─── TEXT SHOWN

When we finish it is still daylight, but unlike Los Angeles the temperature doesn’t drop significantly. We eat the free post-ride food, try to find a tool for Brian’s bottom bracket and start mentally preparing for Sunday. Back at Janie’s house we eat again, load the car and then set off for the 45 minute drive to a relative’s place near Auburn.
It’s after 11pm when we say goodnight and agree to set our alarms for 445am. The heat changes the fatigue you feel. It’s more of a whole body emptiness that you just don’t experience from regular fatigue. And you just can’t drink enough to replace what you lose. It’s a losing battle. I lay down on top of the bed and am asleep before I even think about getting under the covers.
When I awake in the dark I don’t feel miserable. Similar to being hungover (it’s been awhile so I can’t say for sure) in that you are slightly confused and feel like you over it did the night before. Brian looks somewhat normal.
We arrive at ‘T2’, which is also the finish. We set up our running stuff, load our swim stuff into backpacks, set up our bikes and ride to ‘T1’. Six miles, mostly downhill. Ouch. Legs are unhappy. I’m still a little dazed, but the sun is up, people are about and excited. We check-in, set up our bikes in ‘T1’ and start to dress for the swim. Note to Jan Ulrich-types who like to gain weight in the off-season: If your wetsuit is tight at ‘race weight’, you are going to be unhappy at ten pounds over. Note to slackers: It’s embarrassing to be running down the boat launch as the race is starting.

──────
─── SUPPLIED RECORDS

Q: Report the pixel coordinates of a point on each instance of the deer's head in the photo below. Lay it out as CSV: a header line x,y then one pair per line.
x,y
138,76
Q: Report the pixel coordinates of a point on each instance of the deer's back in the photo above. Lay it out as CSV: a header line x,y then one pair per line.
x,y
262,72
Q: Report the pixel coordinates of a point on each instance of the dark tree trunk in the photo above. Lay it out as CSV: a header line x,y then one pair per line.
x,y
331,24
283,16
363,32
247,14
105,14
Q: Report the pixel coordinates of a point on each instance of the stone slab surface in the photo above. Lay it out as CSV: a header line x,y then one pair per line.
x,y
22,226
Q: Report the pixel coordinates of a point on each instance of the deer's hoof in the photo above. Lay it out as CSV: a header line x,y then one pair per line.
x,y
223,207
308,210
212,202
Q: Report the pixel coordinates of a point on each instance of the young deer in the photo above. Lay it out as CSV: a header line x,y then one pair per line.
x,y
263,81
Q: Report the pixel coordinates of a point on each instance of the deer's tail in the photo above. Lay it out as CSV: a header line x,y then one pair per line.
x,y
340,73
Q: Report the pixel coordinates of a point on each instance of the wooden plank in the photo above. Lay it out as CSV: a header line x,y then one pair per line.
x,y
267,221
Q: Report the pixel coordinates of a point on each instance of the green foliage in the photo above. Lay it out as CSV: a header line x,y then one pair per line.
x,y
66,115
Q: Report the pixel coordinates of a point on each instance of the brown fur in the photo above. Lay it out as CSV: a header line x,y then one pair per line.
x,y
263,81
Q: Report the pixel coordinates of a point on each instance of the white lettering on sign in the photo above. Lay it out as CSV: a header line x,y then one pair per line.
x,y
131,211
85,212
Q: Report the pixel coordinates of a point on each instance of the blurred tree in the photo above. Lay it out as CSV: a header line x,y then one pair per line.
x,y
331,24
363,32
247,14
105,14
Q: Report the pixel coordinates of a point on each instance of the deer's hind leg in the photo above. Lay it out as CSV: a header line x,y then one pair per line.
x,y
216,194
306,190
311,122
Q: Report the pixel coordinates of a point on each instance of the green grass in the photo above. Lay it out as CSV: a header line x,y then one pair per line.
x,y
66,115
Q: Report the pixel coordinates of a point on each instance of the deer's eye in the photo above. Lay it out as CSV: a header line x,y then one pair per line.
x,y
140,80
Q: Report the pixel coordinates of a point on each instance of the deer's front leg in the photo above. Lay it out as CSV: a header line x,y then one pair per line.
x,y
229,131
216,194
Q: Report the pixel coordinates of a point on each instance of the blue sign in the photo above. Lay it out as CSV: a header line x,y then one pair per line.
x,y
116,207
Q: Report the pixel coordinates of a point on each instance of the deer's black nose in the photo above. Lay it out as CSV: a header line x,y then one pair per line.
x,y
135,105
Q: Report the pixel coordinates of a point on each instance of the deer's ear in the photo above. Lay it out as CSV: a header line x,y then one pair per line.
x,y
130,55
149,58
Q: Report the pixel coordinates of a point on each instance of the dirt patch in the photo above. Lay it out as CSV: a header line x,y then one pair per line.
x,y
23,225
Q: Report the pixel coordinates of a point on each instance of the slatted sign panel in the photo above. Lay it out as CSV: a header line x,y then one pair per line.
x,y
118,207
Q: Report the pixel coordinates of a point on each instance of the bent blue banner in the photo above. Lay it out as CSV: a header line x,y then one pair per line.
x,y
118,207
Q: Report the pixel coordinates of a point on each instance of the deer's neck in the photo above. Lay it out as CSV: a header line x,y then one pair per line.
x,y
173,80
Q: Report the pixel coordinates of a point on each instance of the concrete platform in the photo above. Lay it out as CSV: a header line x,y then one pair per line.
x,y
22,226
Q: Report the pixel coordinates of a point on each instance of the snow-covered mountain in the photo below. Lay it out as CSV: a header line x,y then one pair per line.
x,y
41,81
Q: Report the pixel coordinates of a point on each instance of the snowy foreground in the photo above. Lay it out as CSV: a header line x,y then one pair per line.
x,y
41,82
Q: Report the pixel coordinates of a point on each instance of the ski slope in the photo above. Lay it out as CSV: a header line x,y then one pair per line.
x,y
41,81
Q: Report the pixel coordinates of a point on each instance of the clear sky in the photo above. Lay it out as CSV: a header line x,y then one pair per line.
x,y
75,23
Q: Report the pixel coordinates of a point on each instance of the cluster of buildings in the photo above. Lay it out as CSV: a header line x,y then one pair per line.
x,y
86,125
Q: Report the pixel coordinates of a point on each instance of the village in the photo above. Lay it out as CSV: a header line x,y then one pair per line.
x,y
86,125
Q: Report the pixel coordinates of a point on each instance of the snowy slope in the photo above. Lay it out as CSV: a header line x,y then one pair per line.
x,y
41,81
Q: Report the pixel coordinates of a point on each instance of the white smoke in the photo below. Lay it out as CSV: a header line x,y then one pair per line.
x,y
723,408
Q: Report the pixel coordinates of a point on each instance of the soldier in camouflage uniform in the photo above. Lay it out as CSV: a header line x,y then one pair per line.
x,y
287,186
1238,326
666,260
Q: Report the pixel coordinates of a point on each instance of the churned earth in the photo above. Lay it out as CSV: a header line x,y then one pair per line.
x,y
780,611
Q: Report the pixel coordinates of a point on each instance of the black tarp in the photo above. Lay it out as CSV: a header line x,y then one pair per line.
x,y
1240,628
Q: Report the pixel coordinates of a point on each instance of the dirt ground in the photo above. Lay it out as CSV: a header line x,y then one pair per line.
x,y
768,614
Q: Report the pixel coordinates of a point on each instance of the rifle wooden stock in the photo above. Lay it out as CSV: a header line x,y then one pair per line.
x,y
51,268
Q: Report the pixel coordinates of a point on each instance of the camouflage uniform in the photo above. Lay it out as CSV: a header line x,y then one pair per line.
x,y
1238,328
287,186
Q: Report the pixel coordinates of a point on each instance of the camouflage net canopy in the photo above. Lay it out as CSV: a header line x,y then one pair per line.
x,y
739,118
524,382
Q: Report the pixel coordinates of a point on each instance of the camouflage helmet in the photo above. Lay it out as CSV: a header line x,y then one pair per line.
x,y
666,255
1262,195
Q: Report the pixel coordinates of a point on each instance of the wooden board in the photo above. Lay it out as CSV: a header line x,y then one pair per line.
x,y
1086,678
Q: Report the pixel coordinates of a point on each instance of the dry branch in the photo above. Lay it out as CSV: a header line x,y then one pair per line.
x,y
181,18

──────

◆ **PROBLEMS TO SOLVE**:
1. Update the race report from "When I awake" through "looks somewhat normal.", replacing "miserable" with "terrible".
2. According to the race report, why will Jan Ulrich-types who gain weight in the off-season be unhappy with their wetsuits?
Rely solely on the race report when responding.

◆ **SOLUTIONS TO THE PROBLEMS**:
1.
When I awake in the dark I don’t feel terrible. Similar to being hungover (it’s been awhile so I can’t say for sure) in that you are slightly confused and feel like you over it did the night before. Brian looks somewhat normal.

2. If their wetsuit is already tight at race weight, it will be uncomfortable when they are ten pounds over that weight.